## Work to do
1. Output the stretch of the CYK parser readme below from "E.g. To run" through "<path/to/output> --seed <seed>(optional)", copied word for word.
2. Shorten the paragraph of the CYK parser readme that begins "The CYK algorithm can decide", keeping its main facts.

## Text section
⁂

The CYK algorithm can decide whether a given string of any length is in a given context-free grammar or not. However, its use cases are limited, because the production grammar must be available as an input parameter, hence the algorithm being inapplicable in scenarios where the context-free grammar is unknown. In this work, we build a neuralized version of the classical CYK algorithm, such that it can learn and generalize to more softly defined predictions. To that end, we build a neuralized version of the classical CYK Parser, which can learn purely by examples and can be trained end-to-end in a supervised setting.
All of the grammars, datasets, and experiment results are in the folder "data"
- To get the results of NCYK, run:
python neuro_cyk_parser_v2.py <path/to/dataset/folder> <num_of_rules> <num_of_epochs>(optional)
E.g. To run the the random grammar 3 small dataset using 6 rules for 10 epochs, run:python neuro_cyk_parser_v2.py data/random/grammar3/small_ds 6 10
- To get the results of our baselines, run:
python lstm.py
and change pathname in file orpython transformer.py <path/to/dataset/folder>
- To generate random grammars, run:
python generate_random_grammar.py --valid_symbols <valid_symbols> --max_rules <max_rules> --max_different_rules <max_different_rules> --loc <path/to/output> --seed <seed>(optional)
- To generate sequences for a random grammar, run:
python seq_generator.py <min_train_length> <max_train_length> <min_test_length> <max_test_length> <num_train_samples> <num_id_samples> <num_ood_samples> <loc_grammar> <loc_dataset_dir>

⁂

## Data excerpt
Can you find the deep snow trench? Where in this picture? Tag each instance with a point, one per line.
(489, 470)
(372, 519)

⁂

## Answers to each task
1.
E.g. To run the the random grammar 3 small dataset using 6 rules for 10 epochs, run:python neuro_cyk_parser_v2.py data/random/grammar3/small_ds 6 10
- To get the results of our baselines, run:
python lstm.py
and change pathname in file orpython transformer.py <path/to/dataset/folder>
- To generate random grammars, run:
python generate_random_grammar.py --valid_symbols <valid_symbols> --max_rules <max_rules> --max_different_rules <max_different_rules> --loc <path/to/output> --seed <seed>(optional)

2. The CYK algorithm decides whether a string of any length belongs to a given context-free grammar. Because it needs the production grammar as input, it cannot be used when the grammar is unknown. This work builds a neuralized version of the classical CYK parser that learns purely from examples, generalizes to more softly defined predictions, and trains end-to-end in a supervised setting.